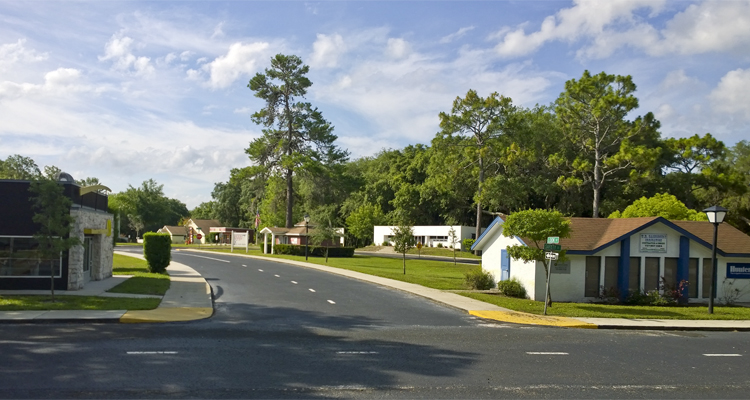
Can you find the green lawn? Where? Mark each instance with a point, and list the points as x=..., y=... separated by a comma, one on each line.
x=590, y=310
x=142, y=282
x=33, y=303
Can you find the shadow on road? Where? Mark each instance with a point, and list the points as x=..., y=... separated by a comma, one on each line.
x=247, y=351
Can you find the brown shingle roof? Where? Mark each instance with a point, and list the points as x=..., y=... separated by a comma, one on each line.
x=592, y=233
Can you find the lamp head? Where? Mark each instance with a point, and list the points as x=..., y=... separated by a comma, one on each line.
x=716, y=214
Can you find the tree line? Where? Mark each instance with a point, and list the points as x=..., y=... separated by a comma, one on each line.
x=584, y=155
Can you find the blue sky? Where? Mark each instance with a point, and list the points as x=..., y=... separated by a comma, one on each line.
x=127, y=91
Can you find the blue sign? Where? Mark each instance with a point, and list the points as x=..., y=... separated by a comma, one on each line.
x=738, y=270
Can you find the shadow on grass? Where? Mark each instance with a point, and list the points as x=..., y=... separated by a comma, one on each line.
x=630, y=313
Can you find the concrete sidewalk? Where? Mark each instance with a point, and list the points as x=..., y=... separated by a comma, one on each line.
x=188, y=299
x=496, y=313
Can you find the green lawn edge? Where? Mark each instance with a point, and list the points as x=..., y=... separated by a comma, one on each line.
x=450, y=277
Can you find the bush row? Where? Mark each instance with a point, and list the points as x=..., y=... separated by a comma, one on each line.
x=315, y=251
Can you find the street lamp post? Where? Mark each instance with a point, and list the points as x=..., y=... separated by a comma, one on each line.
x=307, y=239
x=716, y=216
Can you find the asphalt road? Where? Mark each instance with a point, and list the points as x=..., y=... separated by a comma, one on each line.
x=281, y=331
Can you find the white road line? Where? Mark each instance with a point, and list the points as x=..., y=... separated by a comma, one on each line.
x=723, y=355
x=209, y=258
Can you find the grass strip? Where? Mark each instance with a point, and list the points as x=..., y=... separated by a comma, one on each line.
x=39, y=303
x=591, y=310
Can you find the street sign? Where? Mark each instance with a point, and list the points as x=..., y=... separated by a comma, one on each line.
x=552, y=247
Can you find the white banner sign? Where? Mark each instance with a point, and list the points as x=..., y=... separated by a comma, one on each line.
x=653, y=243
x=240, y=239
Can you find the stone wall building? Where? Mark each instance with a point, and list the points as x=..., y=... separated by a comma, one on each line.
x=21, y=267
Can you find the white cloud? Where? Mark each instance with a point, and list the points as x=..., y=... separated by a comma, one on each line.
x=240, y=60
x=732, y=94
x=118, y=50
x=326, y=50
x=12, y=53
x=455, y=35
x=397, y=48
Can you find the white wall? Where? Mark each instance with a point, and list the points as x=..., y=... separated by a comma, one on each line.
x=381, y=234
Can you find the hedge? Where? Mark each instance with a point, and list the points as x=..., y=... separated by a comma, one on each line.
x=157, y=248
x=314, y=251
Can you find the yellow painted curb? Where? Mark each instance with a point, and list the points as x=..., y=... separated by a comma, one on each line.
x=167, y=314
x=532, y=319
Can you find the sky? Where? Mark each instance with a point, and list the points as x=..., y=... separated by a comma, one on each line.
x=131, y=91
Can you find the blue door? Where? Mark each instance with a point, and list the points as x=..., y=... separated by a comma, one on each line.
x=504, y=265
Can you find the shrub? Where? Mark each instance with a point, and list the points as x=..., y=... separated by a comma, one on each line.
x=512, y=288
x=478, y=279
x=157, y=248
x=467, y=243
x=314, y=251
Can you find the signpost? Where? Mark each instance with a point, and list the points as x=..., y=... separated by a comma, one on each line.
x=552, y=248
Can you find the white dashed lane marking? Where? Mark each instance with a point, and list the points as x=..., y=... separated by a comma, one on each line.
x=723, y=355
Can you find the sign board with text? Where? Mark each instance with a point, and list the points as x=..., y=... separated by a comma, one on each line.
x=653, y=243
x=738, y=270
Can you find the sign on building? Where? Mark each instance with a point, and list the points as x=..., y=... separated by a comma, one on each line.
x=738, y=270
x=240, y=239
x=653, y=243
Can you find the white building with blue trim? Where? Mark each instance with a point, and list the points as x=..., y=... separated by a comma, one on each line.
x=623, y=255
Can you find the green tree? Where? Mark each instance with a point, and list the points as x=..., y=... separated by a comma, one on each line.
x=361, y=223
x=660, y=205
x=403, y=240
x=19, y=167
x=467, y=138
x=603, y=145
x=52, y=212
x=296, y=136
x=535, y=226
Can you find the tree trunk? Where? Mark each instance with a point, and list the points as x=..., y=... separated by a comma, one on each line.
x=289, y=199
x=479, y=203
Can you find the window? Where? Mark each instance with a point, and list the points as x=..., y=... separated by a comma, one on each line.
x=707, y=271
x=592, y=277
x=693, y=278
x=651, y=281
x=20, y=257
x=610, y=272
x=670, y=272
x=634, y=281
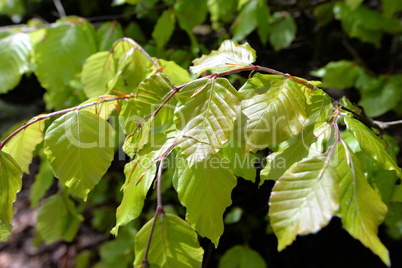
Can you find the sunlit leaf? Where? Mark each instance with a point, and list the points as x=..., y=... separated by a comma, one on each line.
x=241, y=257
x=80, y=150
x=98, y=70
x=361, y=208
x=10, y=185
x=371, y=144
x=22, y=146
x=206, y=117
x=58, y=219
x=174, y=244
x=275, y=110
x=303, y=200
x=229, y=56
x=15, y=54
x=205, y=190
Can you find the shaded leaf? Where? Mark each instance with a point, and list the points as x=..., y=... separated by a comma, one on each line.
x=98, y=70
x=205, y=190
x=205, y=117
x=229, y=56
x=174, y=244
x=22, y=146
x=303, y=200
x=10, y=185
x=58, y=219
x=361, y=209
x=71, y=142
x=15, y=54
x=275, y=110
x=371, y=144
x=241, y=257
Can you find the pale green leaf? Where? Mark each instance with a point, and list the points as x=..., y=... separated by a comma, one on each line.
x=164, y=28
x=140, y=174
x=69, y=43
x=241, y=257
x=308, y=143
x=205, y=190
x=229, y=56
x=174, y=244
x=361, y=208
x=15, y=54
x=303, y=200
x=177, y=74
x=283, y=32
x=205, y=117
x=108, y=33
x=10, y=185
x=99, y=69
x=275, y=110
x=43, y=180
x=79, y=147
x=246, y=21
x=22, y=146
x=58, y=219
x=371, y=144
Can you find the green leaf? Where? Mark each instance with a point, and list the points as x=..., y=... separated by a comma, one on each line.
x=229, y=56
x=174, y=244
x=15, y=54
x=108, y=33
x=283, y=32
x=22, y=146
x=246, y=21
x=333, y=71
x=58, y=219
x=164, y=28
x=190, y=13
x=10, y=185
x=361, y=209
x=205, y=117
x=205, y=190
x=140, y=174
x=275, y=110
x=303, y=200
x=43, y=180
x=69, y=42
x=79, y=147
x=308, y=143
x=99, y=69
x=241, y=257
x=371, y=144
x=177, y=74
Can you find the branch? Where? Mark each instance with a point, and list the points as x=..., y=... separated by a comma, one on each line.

----------------

### Instructions to follow
Please rewrite the listing above with every "Can you find" changed to "Do you see" and everything else left as it is. Leave the pictures out.

### Written solution
Do you see the green lawn? Where? Mark each instance with a point, and list the points as x=..., y=... separated by a comma, one on each line.
x=590, y=310
x=142, y=282
x=33, y=303
Do you see the shadow on road? Where? Mark each instance with a point, and list the points as x=..., y=... separated by a comma, one on each line.
x=247, y=351
Do you see the brown shingle roof? Where? Mark each instance with a point, and list the points as x=..., y=... separated by a comma, one on each line.
x=592, y=233
Do you see the lamp head? Where? Mark each instance with a point, and list the points as x=..., y=... separated by a comma, one on each line.
x=716, y=214
Do you see the tree line? Where? Mark each instance with a point, and list the points as x=..., y=... separated by a comma, one on each line.
x=584, y=155
Do you see the blue sky? Where? Mark each instance with a point, and list the points as x=..., y=... separated by a comma, one on each line.
x=127, y=91
Do you see the blue sign? Where? Mark each instance with a point, and list the points as x=..., y=... separated by a comma, one on each line.
x=738, y=270
Do you see the shadow on grass? Where? Mark each instance with a point, and list the points as x=..., y=... separated by a comma, one on each line.
x=630, y=313
Do you see the concrete sidewalk? Where? Mark each instance with a point, and list the points as x=..., y=... separated by a comma, one on each line.
x=188, y=299
x=496, y=313
Do you see the green lawn edge? Where? Mark each instance with a point, and list the points as x=..., y=... separated by a comma, one on each line.
x=450, y=277
Do you see the bush row? Where? Mark each instance with a point, and list the points as x=..., y=... separated by a comma, one on each line.
x=315, y=251
Do you see the street lamp post? Where? Mark each instance with a point, and list the points as x=..., y=... separated by a comma, one on each line.
x=307, y=239
x=716, y=216
Do you see the asphalt road? Where? Mark each instance with a point, and list the points as x=..., y=... separated by a comma, one on each line.
x=281, y=331
Do you see the white road line? Where? Mark each instance with a point, and list the points as x=..., y=... separated by a comma, one on each line.
x=723, y=355
x=209, y=258
Do you see the grass strip? Where? Mark each instance with a point, and list the points as x=..., y=... separated by a comma, one on each line.
x=39, y=303
x=591, y=310
Do you see the street sign? Where? Mark each instance with a point, and list the points as x=..., y=... separated by a comma, one on each line.
x=552, y=247
Do you see the white banner sign? Where? Mark each instance with a point, and list the points as x=..., y=... separated by a comma, one on each line.
x=653, y=243
x=240, y=239
Do you see the stone wall building? Where? Mark each instance with a point, and list the points as x=..., y=... separated by a comma, one on each line.
x=21, y=267
Do you see the white cloud? Where? Mark each instance with a point, and list the points as x=..., y=... separated by a comma, one on each line.
x=240, y=60
x=732, y=94
x=118, y=50
x=326, y=50
x=12, y=53
x=455, y=35
x=397, y=48
Do you see the white wall? Where? Mark each instance with a point, and list the points as x=..., y=... separated by a comma, one on each line.
x=381, y=234
Do you see the hedge? Where? Mark each instance with a point, and list the points as x=..., y=... separated by a comma, one on each line.
x=157, y=248
x=314, y=251
Do you see the yellow painted curb? Where? Mark each instance with a point, and list the points as x=..., y=... separated by a comma, one on each line.
x=167, y=314
x=532, y=319
Do you see the sky? Where? Mark each instance with a point, and list the points as x=..., y=... separated by a comma, one on each line.
x=131, y=91
Do you see the blue door? Where? Mark each instance with a point, and list the points as x=..., y=... separated by a comma, one on each line.
x=504, y=265
Do you see the shrub? Where? Mark each instance with a point, and list the points as x=..., y=... separated by a comma, one on each line.
x=512, y=288
x=478, y=279
x=157, y=248
x=467, y=243
x=314, y=251
Do you see the signpost? Where? Mark each instance with a point, and list the points as x=..., y=... separated by a comma, one on each line.
x=552, y=248
Do you see the white dashed lane marking? Where? Mark each instance with a point, and list the points as x=..., y=... separated by a comma, one on each line.
x=723, y=355
Do you see the sign board with text? Where? Mark each instance with a point, and list the points as x=..., y=... separated by a comma, one on each line.
x=653, y=243
x=738, y=270
Do you see the sign on building? Where? Mark each instance with a point, and list the points as x=..., y=... separated by a comma, one on each line.
x=738, y=270
x=240, y=239
x=653, y=243
Do you see the white building with blue trim? Where? Mark each instance with a point, and list the points as x=..., y=... separated by a comma, one on each line.
x=623, y=255
Do you see the green tree? Where? Mark each instance with a point, and list the points as x=..., y=... separated by a comma, one on each line.
x=361, y=223
x=660, y=205
x=403, y=240
x=19, y=167
x=467, y=138
x=603, y=145
x=52, y=212
x=296, y=136
x=535, y=226
Do you see the tree trunk? Where? Mark each instance with a point, and list the points as x=..., y=... separated by a comma, one on each line.
x=289, y=199
x=479, y=203
Do you see the window? Where? Mark each instance with a point, and list the points as x=..., y=... separated by a comma, one on each line.
x=707, y=271
x=592, y=277
x=693, y=278
x=651, y=281
x=20, y=257
x=610, y=272
x=670, y=272
x=634, y=281
Do you see the sunlit leaf? Where? Mark each instance with a point, and list the points as x=..., y=... separated by a comma, one on each line.
x=241, y=257
x=80, y=150
x=98, y=70
x=361, y=208
x=10, y=185
x=371, y=144
x=22, y=146
x=206, y=117
x=58, y=219
x=174, y=244
x=275, y=110
x=303, y=200
x=229, y=56
x=15, y=54
x=205, y=190
Do you see the shaded leaf? Where? Mark each instance with a point, and list the points as x=..., y=... separated by a comma, one on each line.
x=98, y=70
x=205, y=190
x=205, y=117
x=229, y=56
x=174, y=244
x=22, y=146
x=303, y=200
x=10, y=185
x=58, y=219
x=361, y=209
x=71, y=142
x=15, y=54
x=275, y=110
x=371, y=144
x=241, y=257
Do you see the pale green leaf? Where? Mark each instance with a point, and list the points as x=..., y=... separated by a comma, one on each line.
x=164, y=28
x=140, y=174
x=69, y=43
x=241, y=257
x=308, y=143
x=205, y=190
x=229, y=56
x=174, y=244
x=361, y=208
x=15, y=54
x=303, y=200
x=177, y=74
x=283, y=32
x=205, y=117
x=108, y=33
x=10, y=185
x=99, y=69
x=275, y=110
x=43, y=180
x=79, y=147
x=246, y=21
x=22, y=146
x=58, y=219
x=371, y=144
Do you see the green leaf? Where? Mark each instance with a point, and list the points as x=..., y=... separated by a comma, one on each line.
x=229, y=56
x=174, y=244
x=15, y=54
x=108, y=33
x=283, y=32
x=22, y=146
x=246, y=21
x=333, y=71
x=58, y=219
x=164, y=28
x=190, y=13
x=10, y=185
x=361, y=209
x=205, y=117
x=205, y=190
x=140, y=174
x=275, y=110
x=303, y=200
x=43, y=180
x=69, y=42
x=79, y=147
x=308, y=143
x=99, y=69
x=241, y=257
x=371, y=144
x=177, y=74
Do you see the branch? Where? Mark each instance with a point, and list the points as x=..., y=... separated by a comma, one on each line.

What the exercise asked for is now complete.